>> START

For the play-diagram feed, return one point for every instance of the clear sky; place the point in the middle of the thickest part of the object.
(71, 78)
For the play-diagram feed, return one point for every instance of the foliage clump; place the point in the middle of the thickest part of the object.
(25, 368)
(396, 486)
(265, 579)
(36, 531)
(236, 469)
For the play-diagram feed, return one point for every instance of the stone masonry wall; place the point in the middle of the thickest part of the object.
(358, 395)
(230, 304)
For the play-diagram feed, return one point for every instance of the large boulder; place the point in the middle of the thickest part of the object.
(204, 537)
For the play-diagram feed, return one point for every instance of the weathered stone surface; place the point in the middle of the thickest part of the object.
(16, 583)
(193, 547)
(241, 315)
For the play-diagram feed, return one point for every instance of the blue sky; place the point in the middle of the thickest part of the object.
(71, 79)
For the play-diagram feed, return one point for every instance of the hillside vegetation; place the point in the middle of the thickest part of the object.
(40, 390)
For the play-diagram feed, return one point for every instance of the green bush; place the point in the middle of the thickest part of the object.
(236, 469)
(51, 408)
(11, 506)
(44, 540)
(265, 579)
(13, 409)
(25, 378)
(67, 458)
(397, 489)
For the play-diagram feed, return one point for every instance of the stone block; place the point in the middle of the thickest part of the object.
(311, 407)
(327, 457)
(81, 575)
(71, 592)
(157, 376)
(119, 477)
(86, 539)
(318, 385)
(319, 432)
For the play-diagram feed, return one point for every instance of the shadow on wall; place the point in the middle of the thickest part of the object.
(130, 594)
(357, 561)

>> END

* Problem to work on
Can you pull out every line above and reproduce each one word for word, in the same order?

* Expected output
For the play-diagram feed, return one point for every instance of the clear sky; place the point in the middle of the thickest part of the object.
(71, 78)
For the play-diagram feed, return one point for every instance of the foliage clump; place the point in the middle of the thickest part of the object.
(25, 368)
(396, 486)
(265, 579)
(36, 531)
(236, 469)
For the play-diagram feed, return one point for every instance of the stone masonry wall; place the point in the middle of the thickest part of the object.
(358, 395)
(230, 304)
For the play-diagram feed, return one point for every instance of the large boulder; place the point in the middle of the thickest part of the object.
(204, 537)
For the play-diagram feed, return one point for every instance of the weathered stone surface; place the point in the middle of the thickest part of the object.
(16, 583)
(193, 547)
(241, 315)
For the play-diagram feed, return one point for every instance of the blue sky; place the point in the middle of the thickest part of the object.
(71, 79)
For the play-diagram feed, return one point for every instance of the hillside vegetation; place the point in the middle of the thickest part of the object.
(40, 390)
For the play-diagram feed, return one point for every instance of the green bush; place the point in the middle of the thickest part of the object.
(236, 469)
(51, 408)
(11, 506)
(44, 540)
(265, 579)
(13, 409)
(25, 378)
(67, 458)
(397, 489)
For the play-diagram feed, return one point for every instance of the stone block; place the point in the middle of the thickest part of the object.
(311, 407)
(327, 457)
(81, 575)
(71, 592)
(157, 376)
(119, 477)
(86, 539)
(318, 385)
(319, 432)
For the play-diagram feed, return one point for every instance of the shadow on wall; place the point in the middle of the thickest part of the object.
(130, 594)
(357, 561)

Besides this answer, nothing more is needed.